EXERCISE PROMPT: Would you retype, word for word, the line with "the human hand." and every line after it through the end of the records below?
DATA PROVIDED Start Marker
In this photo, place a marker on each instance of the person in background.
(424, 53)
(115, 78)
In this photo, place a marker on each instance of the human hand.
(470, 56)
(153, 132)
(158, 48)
DATA PROVIDED End Marker
OUTPUT:
In this photo, place a marker on each instance of the human hand.
(470, 56)
(153, 132)
(158, 48)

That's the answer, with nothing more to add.